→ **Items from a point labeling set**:
(begin)

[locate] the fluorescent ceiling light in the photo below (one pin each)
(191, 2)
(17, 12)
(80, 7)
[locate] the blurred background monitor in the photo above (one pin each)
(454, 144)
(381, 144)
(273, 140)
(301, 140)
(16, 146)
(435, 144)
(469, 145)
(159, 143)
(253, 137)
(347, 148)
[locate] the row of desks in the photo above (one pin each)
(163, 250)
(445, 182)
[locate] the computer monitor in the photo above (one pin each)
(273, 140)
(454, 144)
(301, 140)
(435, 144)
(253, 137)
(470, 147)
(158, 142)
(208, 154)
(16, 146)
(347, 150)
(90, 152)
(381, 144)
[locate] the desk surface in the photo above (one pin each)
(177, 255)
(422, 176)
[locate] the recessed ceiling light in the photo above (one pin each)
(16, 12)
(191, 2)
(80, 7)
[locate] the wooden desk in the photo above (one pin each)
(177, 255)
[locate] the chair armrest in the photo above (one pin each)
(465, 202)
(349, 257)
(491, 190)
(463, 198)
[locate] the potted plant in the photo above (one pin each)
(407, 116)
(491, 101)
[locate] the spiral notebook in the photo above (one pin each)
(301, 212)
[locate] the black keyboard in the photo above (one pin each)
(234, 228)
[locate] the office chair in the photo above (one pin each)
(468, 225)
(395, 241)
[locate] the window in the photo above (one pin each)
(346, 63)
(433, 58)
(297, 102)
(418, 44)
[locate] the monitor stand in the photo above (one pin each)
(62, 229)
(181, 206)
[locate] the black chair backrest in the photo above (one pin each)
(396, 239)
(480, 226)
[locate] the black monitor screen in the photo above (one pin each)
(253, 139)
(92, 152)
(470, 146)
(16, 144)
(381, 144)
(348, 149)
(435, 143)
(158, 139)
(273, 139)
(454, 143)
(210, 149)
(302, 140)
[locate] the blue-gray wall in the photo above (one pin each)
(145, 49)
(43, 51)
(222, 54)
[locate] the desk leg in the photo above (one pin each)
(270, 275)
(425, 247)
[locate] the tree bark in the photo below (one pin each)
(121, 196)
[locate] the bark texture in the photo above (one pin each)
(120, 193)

(end)

→ **Work to be completed**:
Update everything from the line containing "[locate] the tree" down to the last of the items by swapping "bark" for "trunk", leaving everything else unchanged.

→ **Answer to this exercise**:
[locate] the tree trunk in the photo below (one pin each)
(121, 196)
[locate] the trunk texture in the photo above (one pin each)
(120, 193)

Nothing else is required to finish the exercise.